▶ [Directions for this task]
Format the data below as a numbered list, covering only the lines from the one with "Task: place one point on each instance of the plowed" through the end of the data, both included. Leave out any blank lines.

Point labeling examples
************

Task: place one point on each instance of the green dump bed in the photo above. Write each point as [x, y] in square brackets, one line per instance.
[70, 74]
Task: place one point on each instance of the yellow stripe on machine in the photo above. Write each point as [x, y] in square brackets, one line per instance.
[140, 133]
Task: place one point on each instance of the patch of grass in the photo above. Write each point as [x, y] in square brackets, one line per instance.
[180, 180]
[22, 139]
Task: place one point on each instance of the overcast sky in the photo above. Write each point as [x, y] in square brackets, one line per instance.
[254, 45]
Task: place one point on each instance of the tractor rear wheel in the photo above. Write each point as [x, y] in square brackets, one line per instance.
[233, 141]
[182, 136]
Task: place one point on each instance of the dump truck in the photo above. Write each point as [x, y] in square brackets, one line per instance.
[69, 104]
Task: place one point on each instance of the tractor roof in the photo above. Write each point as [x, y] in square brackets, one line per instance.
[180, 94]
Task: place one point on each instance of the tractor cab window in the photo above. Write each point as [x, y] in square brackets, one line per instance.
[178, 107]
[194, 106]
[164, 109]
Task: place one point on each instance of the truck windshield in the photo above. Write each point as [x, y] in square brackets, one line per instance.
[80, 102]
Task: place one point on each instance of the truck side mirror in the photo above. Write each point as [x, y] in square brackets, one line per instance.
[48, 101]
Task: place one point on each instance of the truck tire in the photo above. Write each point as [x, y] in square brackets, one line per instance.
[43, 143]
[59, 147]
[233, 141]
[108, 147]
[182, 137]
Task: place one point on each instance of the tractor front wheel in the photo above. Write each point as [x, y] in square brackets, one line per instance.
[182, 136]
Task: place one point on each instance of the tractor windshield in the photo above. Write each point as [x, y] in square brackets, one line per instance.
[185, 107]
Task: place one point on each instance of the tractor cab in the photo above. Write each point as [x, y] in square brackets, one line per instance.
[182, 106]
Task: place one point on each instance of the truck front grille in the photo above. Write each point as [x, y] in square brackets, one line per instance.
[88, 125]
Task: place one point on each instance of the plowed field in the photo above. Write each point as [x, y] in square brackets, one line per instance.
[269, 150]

************

▶ [Problem solution]
1. Task: place one point on each instance of the plowed field in the photo above. Write each point as [x, y] in square brackets, one line per instance.
2. [269, 150]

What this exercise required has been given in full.